--- begin RECORD SET ---

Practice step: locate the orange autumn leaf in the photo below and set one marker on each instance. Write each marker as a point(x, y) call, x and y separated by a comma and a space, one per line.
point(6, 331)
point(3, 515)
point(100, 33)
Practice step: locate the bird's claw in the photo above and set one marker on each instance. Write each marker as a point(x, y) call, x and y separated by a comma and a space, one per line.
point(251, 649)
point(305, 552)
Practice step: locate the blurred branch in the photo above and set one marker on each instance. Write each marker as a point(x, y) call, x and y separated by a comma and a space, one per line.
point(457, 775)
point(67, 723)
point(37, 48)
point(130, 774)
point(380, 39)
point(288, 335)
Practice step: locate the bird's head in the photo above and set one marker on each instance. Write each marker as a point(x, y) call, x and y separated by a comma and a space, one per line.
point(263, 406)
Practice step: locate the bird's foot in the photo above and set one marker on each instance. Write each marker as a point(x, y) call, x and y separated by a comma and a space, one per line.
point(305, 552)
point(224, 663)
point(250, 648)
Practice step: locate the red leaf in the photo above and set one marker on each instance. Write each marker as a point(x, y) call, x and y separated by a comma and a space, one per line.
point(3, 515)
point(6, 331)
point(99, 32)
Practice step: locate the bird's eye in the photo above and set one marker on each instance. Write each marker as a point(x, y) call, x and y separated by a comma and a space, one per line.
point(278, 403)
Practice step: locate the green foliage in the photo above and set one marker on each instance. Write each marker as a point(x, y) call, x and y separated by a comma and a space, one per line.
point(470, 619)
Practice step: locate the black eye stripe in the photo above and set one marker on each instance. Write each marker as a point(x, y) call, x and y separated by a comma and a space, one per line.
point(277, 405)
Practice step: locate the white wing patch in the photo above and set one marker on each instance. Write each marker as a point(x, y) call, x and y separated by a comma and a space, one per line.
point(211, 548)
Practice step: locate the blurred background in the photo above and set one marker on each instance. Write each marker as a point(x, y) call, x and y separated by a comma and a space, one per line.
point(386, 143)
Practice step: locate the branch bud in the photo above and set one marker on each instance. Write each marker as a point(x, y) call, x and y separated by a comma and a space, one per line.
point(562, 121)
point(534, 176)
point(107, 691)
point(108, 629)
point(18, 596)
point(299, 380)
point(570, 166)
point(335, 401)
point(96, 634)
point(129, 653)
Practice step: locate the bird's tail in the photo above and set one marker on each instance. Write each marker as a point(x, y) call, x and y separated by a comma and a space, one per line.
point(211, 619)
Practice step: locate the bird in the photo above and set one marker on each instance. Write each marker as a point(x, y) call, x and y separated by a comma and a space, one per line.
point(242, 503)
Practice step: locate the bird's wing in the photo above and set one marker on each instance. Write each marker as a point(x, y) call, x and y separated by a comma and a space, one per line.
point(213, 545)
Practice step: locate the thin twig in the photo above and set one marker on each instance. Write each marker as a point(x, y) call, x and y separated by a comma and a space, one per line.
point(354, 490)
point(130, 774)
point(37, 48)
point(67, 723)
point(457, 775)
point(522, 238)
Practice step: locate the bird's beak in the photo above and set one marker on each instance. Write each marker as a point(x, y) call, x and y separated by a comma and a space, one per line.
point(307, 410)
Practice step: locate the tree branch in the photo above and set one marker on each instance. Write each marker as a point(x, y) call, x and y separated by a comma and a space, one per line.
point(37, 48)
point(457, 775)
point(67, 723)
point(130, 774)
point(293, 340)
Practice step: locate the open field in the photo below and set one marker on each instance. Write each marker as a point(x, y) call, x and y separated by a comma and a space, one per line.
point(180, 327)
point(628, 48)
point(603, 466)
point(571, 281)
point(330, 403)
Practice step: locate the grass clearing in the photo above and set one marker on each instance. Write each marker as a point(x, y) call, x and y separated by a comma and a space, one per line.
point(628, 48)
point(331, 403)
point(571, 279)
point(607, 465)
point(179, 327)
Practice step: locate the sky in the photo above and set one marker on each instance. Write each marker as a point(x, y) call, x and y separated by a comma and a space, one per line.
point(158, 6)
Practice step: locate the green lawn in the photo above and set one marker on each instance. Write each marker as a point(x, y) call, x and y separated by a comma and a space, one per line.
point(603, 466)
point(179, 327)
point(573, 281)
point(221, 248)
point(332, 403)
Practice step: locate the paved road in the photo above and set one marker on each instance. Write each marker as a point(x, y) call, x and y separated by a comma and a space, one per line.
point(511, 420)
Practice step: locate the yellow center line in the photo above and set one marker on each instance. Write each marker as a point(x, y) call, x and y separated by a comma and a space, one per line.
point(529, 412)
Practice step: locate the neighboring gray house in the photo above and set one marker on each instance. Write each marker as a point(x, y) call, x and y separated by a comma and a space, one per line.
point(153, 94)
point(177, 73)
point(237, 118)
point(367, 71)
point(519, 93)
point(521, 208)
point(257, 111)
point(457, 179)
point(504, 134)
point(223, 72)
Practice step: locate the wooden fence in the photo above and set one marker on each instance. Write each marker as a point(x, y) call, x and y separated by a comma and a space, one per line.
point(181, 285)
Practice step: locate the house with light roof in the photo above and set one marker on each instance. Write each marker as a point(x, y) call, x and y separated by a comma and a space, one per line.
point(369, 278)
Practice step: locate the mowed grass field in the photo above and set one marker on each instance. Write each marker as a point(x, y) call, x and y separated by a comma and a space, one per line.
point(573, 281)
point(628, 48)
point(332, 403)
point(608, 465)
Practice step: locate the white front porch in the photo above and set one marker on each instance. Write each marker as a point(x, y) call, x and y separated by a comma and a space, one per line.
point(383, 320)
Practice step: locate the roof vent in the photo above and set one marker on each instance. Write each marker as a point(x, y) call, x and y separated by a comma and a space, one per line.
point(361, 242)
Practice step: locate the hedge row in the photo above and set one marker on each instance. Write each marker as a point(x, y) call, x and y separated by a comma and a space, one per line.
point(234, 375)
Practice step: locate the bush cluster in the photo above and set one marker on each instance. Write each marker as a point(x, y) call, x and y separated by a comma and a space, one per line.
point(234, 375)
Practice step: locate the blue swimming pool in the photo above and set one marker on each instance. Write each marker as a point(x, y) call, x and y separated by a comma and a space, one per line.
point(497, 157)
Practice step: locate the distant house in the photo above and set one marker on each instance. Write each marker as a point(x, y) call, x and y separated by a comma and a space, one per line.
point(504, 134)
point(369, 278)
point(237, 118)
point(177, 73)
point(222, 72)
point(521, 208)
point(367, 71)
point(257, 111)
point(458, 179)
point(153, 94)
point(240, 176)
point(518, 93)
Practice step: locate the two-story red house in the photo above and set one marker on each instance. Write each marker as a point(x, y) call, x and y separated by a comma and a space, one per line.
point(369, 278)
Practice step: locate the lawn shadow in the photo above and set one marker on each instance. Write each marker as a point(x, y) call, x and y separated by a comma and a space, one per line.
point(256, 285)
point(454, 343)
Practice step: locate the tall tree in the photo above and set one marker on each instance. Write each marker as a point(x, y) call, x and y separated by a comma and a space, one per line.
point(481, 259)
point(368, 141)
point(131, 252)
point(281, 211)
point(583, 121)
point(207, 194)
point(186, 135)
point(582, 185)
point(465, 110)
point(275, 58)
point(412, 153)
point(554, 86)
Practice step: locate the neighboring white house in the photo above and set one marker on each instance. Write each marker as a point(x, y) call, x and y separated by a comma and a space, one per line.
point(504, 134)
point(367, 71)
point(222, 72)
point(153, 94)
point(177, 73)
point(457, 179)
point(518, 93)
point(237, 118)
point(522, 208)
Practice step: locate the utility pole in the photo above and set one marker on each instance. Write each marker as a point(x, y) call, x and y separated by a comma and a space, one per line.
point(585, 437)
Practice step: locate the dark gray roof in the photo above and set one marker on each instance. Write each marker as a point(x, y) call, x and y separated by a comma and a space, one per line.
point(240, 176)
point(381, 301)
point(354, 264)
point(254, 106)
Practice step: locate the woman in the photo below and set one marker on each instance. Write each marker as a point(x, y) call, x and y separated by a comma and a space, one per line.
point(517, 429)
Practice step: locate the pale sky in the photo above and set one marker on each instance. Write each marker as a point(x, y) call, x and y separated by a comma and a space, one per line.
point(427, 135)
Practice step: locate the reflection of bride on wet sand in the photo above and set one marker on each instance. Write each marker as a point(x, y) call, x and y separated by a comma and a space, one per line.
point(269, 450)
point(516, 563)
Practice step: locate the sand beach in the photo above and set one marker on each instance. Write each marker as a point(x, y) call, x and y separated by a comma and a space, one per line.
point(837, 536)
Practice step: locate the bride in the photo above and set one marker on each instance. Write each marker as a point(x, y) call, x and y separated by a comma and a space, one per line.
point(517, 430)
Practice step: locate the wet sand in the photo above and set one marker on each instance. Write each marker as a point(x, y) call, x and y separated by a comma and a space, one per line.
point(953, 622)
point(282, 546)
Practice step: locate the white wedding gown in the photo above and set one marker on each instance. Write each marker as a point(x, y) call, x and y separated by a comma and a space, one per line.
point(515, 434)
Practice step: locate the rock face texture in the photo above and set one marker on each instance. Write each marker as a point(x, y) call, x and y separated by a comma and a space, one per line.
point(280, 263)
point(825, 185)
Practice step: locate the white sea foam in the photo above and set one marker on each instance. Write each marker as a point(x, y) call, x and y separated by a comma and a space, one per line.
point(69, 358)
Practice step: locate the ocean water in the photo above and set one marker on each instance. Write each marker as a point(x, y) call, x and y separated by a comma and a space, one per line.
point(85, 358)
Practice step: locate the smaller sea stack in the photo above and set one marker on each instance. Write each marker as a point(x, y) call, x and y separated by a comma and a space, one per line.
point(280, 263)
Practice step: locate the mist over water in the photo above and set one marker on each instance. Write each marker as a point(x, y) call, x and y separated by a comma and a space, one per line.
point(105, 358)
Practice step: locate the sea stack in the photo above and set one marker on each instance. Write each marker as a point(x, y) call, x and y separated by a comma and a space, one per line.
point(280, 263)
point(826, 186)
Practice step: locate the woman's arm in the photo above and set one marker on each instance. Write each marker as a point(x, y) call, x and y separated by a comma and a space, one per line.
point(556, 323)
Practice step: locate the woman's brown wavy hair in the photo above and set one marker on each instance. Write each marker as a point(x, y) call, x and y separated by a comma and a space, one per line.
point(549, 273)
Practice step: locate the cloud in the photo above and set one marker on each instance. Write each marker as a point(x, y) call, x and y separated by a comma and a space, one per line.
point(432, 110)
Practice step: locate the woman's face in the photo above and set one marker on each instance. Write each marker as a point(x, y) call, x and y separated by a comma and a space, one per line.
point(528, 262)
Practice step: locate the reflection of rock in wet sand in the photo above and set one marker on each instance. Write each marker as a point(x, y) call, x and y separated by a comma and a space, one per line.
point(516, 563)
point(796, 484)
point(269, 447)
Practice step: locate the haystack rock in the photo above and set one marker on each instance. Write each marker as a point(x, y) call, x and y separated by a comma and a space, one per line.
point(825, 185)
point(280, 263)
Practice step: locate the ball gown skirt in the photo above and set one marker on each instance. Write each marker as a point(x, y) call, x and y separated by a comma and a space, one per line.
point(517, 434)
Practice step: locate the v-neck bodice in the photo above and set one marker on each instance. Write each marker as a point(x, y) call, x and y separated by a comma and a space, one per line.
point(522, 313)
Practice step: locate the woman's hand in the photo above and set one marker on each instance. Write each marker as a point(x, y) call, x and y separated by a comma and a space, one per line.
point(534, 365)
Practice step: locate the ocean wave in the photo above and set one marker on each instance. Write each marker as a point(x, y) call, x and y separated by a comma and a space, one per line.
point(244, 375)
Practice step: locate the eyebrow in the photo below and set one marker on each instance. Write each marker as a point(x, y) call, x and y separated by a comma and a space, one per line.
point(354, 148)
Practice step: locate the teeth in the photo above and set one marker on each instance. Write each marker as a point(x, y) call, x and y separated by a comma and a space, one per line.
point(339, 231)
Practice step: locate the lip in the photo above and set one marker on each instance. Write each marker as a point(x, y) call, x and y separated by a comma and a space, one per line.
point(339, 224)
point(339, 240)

--- end RECORD SET ---

Reproduce, character for character, the lines of the records between the line holding "Practice step: locate the paved" and the line holding "point(608, 465)", inclusive.

EXERCISE OUTPUT
Practice step: locate the paved road in the photo above and set one marker on each instance. Write each marker as a point(x, y) call, x and y separated by a comma and a space, one per line.
point(511, 420)
Practice step: locate the yellow center line in the photo above and set one marker on each instance. Write each marker as a point(x, y) call, x and y separated by a comma and a space, one per line.
point(529, 412)
Practice step: locate the neighboring gray house in the photo above and set one marker on each instance. Write each marker as a point(x, y) call, x and y separated by a comma and a space, one per line.
point(153, 94)
point(177, 73)
point(237, 118)
point(367, 71)
point(519, 93)
point(521, 208)
point(257, 111)
point(457, 179)
point(504, 134)
point(223, 72)
Practice step: locate the wooden fence in the photo above and set one marker on each instance. Write each marker as a point(x, y) call, x and y separated by a comma and a space, one per line.
point(181, 285)
Practice step: locate the house with light roof in the photo above and set one marker on each instance. Write each marker as a point(x, y) call, x and y separated by a comma and a space, one per line.
point(369, 278)
Practice step: locate the mowed grass field in the photo above and set one marker on each instance. Write each marker as a point(x, y) call, x and y separated by a comma and a space, one per line.
point(573, 281)
point(628, 48)
point(332, 403)
point(608, 465)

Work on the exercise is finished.